Bilgi toplumunda toplumsal gelişme ve gelişmenin dört önemli unsuru vardır: Bunlar ekonomik alan, sosyal alan, politik alan ve kültürel alandır. Bunlar zaman gecikmeleriyle gerçekleşmektedir. Zira değişim esneklikleri farklıdır. Ekonomik alan teknolojik gelişmelerin ilk yansıdığı ve kullanıldığı alandır. Ekonomik alanın genişlemesi ile yeni bir alan ortaya çıkar ve sosyal alan oluşur. Örneğin bilgisayar mühendisliği bu şekilde ortaya çıkmıştır.

Sosyal alanda ortaya çıkan yeni meslekler sosyal tabakaların örgütlenmesini ve politik mücadelesini başlatmıştır. Böylece sosyal alandan sonra politik alan oluşmuştur. Bu alanda hak aramak için sendikalaşmalar, parti gibi örgütlenmeler olmuştur. Tüm bu alanlardan sonra bu sürece en geç katılan kültürel alan olmuştur. Zira kültür atalardan kaldığı için bunların korunması öndedir. Bu nedenle etkilenmesi biraz daha geç olacaktır.

Sanayi toplumunda ön planda olan maddi ürünler yerine bilgi toplumunda bilgi üretimi önem kazanacaktır. Buna “Bilişimsel bilgi” de denir. Bilgi toplumunun bilişimsel bilgisi bilgi teknolojileri içinde geleceğe yönelik işlenmiş bilgidir. Bilişimsel bilgi hem bilgi toplumundaki üretim sürecinin hem de tüketim sürecinin en önemli girdisi olacaktır. Böylece emek, sermaye ve doğal kaynak şeklindeki diğer üretim faktörlerini önemli ölçüde ikame etmektedir.

Bilgi toplumunda bilgi ve iletişim teknolojisinin yarattığı ortam içindeki ekonomik faaliyet küreselleşme eğilimine girmiştir. Küreselleşme sürecinde girdilerin temini ve çıktıların pazarlanması için piyasalar artık dünya çapında düşünülmektedir.

Sanayi toplumundaki ekonomik yapıyı pazara yönelik mal üretimi için sermaye birikimi, işbölümüne dayalı üretimde uzmanlaşma ve üretim ve tüketimin ayrı mekanlarda olması belirlemekteydi.

- _Sağlanan malzeme_:
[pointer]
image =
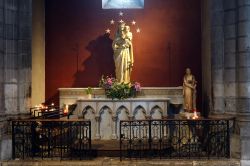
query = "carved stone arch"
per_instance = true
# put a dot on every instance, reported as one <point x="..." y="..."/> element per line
<point x="103" y="108"/>
<point x="85" y="109"/>
<point x="119" y="109"/>
<point x="155" y="107"/>
<point x="138" y="107"/>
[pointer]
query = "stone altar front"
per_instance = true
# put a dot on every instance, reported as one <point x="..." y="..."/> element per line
<point x="105" y="114"/>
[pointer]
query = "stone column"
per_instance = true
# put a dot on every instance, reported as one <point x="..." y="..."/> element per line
<point x="230" y="56"/>
<point x="38" y="52"/>
<point x="114" y="129"/>
<point x="217" y="55"/>
<point x="97" y="136"/>
<point x="243" y="72"/>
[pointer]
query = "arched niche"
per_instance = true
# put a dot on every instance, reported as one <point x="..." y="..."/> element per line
<point x="105" y="114"/>
<point x="139" y="113"/>
<point x="156" y="112"/>
<point x="122" y="113"/>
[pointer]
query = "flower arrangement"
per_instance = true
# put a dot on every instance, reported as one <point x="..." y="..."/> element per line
<point x="117" y="90"/>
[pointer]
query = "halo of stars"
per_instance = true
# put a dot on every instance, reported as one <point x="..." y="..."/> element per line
<point x="121" y="14"/>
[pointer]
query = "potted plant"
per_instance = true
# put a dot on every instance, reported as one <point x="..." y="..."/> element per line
<point x="116" y="90"/>
<point x="89" y="92"/>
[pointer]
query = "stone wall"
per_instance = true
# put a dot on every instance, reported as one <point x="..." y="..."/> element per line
<point x="15" y="55"/>
<point x="15" y="63"/>
<point x="230" y="63"/>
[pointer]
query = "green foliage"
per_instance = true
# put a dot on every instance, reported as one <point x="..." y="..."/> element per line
<point x="116" y="90"/>
<point x="89" y="90"/>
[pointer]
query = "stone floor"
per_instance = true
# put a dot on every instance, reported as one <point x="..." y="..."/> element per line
<point x="116" y="162"/>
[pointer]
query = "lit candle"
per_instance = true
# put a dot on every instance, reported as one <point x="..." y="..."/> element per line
<point x="195" y="115"/>
<point x="66" y="110"/>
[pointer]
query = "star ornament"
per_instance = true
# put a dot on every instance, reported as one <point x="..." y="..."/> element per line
<point x="112" y="22"/>
<point x="108" y="30"/>
<point x="120" y="13"/>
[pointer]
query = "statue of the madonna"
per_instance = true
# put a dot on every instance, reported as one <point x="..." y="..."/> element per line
<point x="123" y="53"/>
<point x="189" y="91"/>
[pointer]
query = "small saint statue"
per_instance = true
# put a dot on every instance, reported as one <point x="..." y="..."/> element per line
<point x="123" y="53"/>
<point x="189" y="91"/>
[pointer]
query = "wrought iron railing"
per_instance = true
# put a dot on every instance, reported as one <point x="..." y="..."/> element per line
<point x="172" y="138"/>
<point x="64" y="139"/>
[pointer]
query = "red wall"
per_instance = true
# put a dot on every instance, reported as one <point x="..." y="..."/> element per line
<point x="78" y="52"/>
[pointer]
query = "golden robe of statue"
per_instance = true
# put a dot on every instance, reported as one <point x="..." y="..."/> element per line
<point x="123" y="53"/>
<point x="189" y="91"/>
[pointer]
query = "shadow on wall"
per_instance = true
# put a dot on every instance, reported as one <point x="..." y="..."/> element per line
<point x="101" y="55"/>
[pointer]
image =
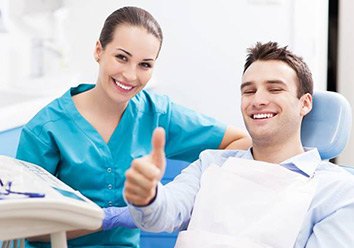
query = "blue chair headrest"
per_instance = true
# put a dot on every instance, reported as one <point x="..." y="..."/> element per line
<point x="328" y="125"/>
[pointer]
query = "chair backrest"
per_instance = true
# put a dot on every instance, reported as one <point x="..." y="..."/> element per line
<point x="328" y="125"/>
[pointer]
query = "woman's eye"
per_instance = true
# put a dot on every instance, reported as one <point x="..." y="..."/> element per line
<point x="247" y="92"/>
<point x="146" y="65"/>
<point x="276" y="90"/>
<point x="122" y="57"/>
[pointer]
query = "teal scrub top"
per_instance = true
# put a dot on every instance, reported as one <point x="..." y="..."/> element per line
<point x="60" y="140"/>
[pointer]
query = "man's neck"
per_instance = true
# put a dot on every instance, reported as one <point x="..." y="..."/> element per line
<point x="276" y="153"/>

- _Verilen görev_: Okuma parçasına göre bilgi toplumundaki gelişme sürecine en geç katılan alan hangisidir? Liste bu işte hiçbir rol oynamıyor.

- _Sorunun cevabı_: Kültürel alan.